DOCUMENT:
──────
Mr. Alam, 32, of Centreville, Virginia, faces a May 6 sentencing hearing before U.S. District Court Judge Dabney Friedrich for seven felony and three misdemeanor charges stemming from his time at the Capitol on Jan. 6, 2021.

Prosecutors asked for a 136-month prison term, a six-level upward departure from federal sentencing guidelines.

Defense attorney Steven Metcalf II called the DOJ’s recommended 11.33-year prison term “extremely excessive,” arguing instead for no more than 4.75 years behind bars.

“Alam’s actions that day directly and substantially created a situation where officers were compelled to engage in lethal force, for the first and only time that day, to protect the lives of their protecteees [sic],” prosecutors Joseph Smith Jr. and Rebekah Lederer wrote in their 54-page sentencing memorandum.
The DOJ document does not mention Ms. Babbitt by name; instead, it refers to her as “another rioter.” It does not detail Ms. Babbitt’s attempts to stop Mr. Alam’s violence and vandalism that culminated in a left hook she delivered to his nose just before she was shot by Capitol Police Lt. Michael Byrd.

The sentencing document focuses primarily on Mr. Alam’s behavior in a raucous crowd just outside the Speaker’s Lobby near the House Chamber.

“Alam intentionally put himself at the front of the mob, where he threatened the USCP officers, yelling, ‘I’m going to [expletive] you up!’ in their faces,” the document read.

“Alam pushed against the officers, creating an opening so he could punch the glass panes of the doors. Alam’s punches landed near the heads and faces of the officers, shattering three door window panes.”

Shortly after Ms. Babbitt shouted at three Capitol Police officers guarding the doors to “call [expletive] help,” Mr. Alam pushed his way to the front of the crowd and began a loud tirade against the police, video shot by Sam Montoya of Infowars showed.
“All said, in the course of just 25 seconds, Alam violently kicked the doors three times, then smashed the doors and glass panes with the helmet an additional nine times, breaking two glass panes completely out,” the DOJ memo said. “All the while, Alam’s actions exacerbated the chaos, inflaming the mob overall.”

Guilty Verdicts

Mr. Alam was found guilty in a jury trial on Sept. 12, 2023, of 10 charges: assaulting, resisting or impeding certain officers, obstructing officers during a civil disorder, destruction of government property, obstruction of an official proceeding, entering and remaining in a restricted building or grounds with a deadly or dangerous weapon, disorderly or disruptive conduct in a restricted building or grounds with a deadly or dangerous weapon, engaging in physical violence in a restricted building or grounds with a deadly or dangerous weapon, disorderly conduct in a Capitol building, act of physical violence in a Capitol building, and parading, demonstrating or picketing in a Capitol building.
──────
WRITTEN EXERCISE A: Rewrite the passage of the Alam sentencing article starting with "Shortly after Ms." and going on through "of Infowars showed.", changing "tirade" to "rant".
WRITTEN EXERCISE B: Carry the Alam sentencing article forward from the point where it stops.
The lines placed after the Alam sentencing article are not needed.

SOURCE EXCERPT:
──────
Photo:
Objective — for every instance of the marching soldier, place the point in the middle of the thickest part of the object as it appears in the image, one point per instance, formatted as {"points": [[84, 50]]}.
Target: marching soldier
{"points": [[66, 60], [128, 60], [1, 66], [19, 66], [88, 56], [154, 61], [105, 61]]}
──────
TASK ANSWER A:
Shortly after Ms. Babbitt shouted at three Capitol Police officers guarding the doors to “call [expletive] help,” Mr. Alam pushed his way to the front of the crowd and began a loud rant against the police, video shot by Sam Montoya of Infowars showed.

TASK ANSWER B:
Mr. Alam was arrested by the FBI on Jan. 30, 2021, in Denver, Pennsylvania, after weeks on the run. His mother, Karyn Alam, identified him to the FBI based on photos from the U.S. Capitol.

According to court records, Mr. Alam entered the U.S. Capitol at 2:17 p.m. through a broken window near the Senate Wing Door. Security video showed him changing his shirt in the Crypt. He wore a floppy-ear Canada Goose cap that helped make him one of the most recognized figures of Jan. 6.

Ashli Babbitt punched rioter Zachary Alam in the nose after he smashed out a side panel window outside the Speaker's Lobby on Jan. 6, 2021. (Sam Montoya/Graphic by The Epoch Times)
Ashli Babbitt punched rioter Zachary Alam in the nose after he smashed out a side panel window outside the Speaker's Lobby on Jan. 6, 2021. Sam Montoya/Graphic by The Epoch Times
He emerged from behind a police line in the Will Rogers Corridor and began shouting at police and other protesters. According to video shot by Jan. 6 provocateur John Sullivan, an older man became so annoyed at Mr. Alam’s caterwauling that he slapped him on the side of the head and shouted, “Shut up!”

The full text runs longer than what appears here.